#### Exercise material ####
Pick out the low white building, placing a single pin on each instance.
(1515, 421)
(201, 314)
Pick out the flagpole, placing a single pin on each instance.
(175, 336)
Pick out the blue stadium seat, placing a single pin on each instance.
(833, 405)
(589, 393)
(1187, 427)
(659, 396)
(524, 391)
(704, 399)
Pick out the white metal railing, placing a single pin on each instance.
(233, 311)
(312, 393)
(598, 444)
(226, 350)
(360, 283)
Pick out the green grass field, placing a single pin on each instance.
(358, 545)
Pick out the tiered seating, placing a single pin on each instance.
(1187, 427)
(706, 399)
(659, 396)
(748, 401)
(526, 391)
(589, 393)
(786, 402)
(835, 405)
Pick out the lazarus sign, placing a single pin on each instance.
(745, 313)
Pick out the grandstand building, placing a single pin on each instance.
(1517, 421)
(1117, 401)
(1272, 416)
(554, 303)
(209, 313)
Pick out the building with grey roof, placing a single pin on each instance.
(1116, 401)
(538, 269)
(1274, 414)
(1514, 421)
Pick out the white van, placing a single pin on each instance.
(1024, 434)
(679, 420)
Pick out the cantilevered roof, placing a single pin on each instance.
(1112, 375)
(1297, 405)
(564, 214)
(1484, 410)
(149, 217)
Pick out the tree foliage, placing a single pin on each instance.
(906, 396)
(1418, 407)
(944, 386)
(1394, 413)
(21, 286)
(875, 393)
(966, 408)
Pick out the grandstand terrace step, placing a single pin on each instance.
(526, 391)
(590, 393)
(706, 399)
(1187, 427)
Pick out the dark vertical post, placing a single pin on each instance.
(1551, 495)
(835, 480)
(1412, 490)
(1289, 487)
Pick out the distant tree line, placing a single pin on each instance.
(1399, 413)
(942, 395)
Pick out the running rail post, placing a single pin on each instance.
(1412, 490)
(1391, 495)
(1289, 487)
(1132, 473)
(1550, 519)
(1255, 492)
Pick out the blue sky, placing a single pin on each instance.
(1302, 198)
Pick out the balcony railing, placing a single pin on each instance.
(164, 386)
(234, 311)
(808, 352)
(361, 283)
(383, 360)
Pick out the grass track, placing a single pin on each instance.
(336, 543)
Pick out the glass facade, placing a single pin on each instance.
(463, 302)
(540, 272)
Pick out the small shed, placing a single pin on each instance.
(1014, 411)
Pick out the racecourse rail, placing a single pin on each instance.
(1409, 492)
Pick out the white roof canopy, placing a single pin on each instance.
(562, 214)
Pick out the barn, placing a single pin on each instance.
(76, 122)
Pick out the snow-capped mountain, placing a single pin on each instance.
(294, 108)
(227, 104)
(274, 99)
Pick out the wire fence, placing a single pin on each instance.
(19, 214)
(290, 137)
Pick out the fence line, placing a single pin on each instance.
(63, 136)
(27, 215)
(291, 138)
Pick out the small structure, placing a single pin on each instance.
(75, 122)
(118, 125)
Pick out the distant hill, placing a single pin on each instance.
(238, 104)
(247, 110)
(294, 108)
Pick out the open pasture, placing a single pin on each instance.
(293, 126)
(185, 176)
####
Work to be completed → Could you update the entries above, replacing "Pick out" with "Mark" throughout and leaving everything else as it is?

Result of the exercise →
Mark the low white building, placing a single pin on each instance.
(1515, 421)
(201, 314)
Mark the flagpole, placing a single pin on each instance.
(175, 336)
Mark the blue stadium seat, placing a single pin on each instance.
(833, 405)
(589, 393)
(1187, 427)
(659, 396)
(524, 391)
(704, 399)
Mark the white metal railing, placing a single pin on each instance.
(233, 311)
(312, 393)
(598, 444)
(226, 350)
(360, 283)
Mark the green grass field, placing a single pin on each instance.
(358, 545)
Mark the tiered seating, placing a single pin on each instance.
(1187, 427)
(706, 399)
(659, 396)
(748, 401)
(526, 391)
(589, 393)
(786, 402)
(835, 405)
Mark the lazarus sign, placing a single pin on each instance.
(745, 313)
Mark the grandstand building, placing a single pin on each instance.
(1517, 421)
(1117, 401)
(1272, 416)
(554, 303)
(209, 313)
Mark the building with grey roof, placing a single pin on each instance.
(1116, 401)
(538, 269)
(1274, 414)
(1514, 421)
Mark the white van, placing a single pin on each instance.
(1024, 434)
(679, 420)
Mark the cantilevered roof, placing a single pin on each instance.
(1112, 375)
(1297, 405)
(564, 214)
(1484, 410)
(149, 217)
Mark the tree foliage, placing a single pin on each instance.
(906, 396)
(1418, 407)
(944, 386)
(1394, 413)
(21, 286)
(875, 393)
(966, 408)
Mark the grandstand terrace step, placing a single pin on each instance.
(526, 391)
(590, 393)
(706, 399)
(1187, 427)
Mark the dark vertical post, placing a single pin on each instance.
(1551, 495)
(835, 480)
(1412, 490)
(1289, 487)
Mark the distant tree line, placing a single pin on each instance.
(1399, 413)
(942, 395)
Mark the running rail post, placing a single pin on each instance.
(1412, 490)
(1391, 495)
(1289, 487)
(1132, 473)
(1550, 519)
(1255, 492)
Mark the blue sky, placing a single pin on each instance.
(1302, 198)
Mark the balcony railing, placing a single pin on each instance.
(164, 386)
(234, 311)
(808, 352)
(361, 283)
(383, 360)
Mark the grass track, placing a single pin on each instance.
(336, 543)
Mark the glass facade, placing a single pin on each instance.
(463, 302)
(540, 272)
Mark the small shed, placing a single pin on each instance.
(1014, 411)
Mark the racecourse rail, placing a single pin on each instance.
(1409, 492)
Mark the white roof canopy, placing a single pin on each instance.
(562, 214)
Mark the barn, placing a single pin on each instance.
(76, 122)
Mark the snow-capped mountain, placing a single pin on each instance.
(294, 108)
(227, 104)
(274, 99)
Mark the wire fence, placing a single pin on each instance.
(19, 214)
(290, 137)
Mark the fence line, placing a single pin on each instance.
(63, 136)
(27, 215)
(291, 138)
Mark the small structure, placing a single pin on each instance.
(75, 122)
(118, 125)
Mark the distant hill, placing a single pin on each instance.
(238, 104)
(247, 110)
(294, 108)
Mark the open pasture, placing a single pin on each instance.
(293, 126)
(185, 176)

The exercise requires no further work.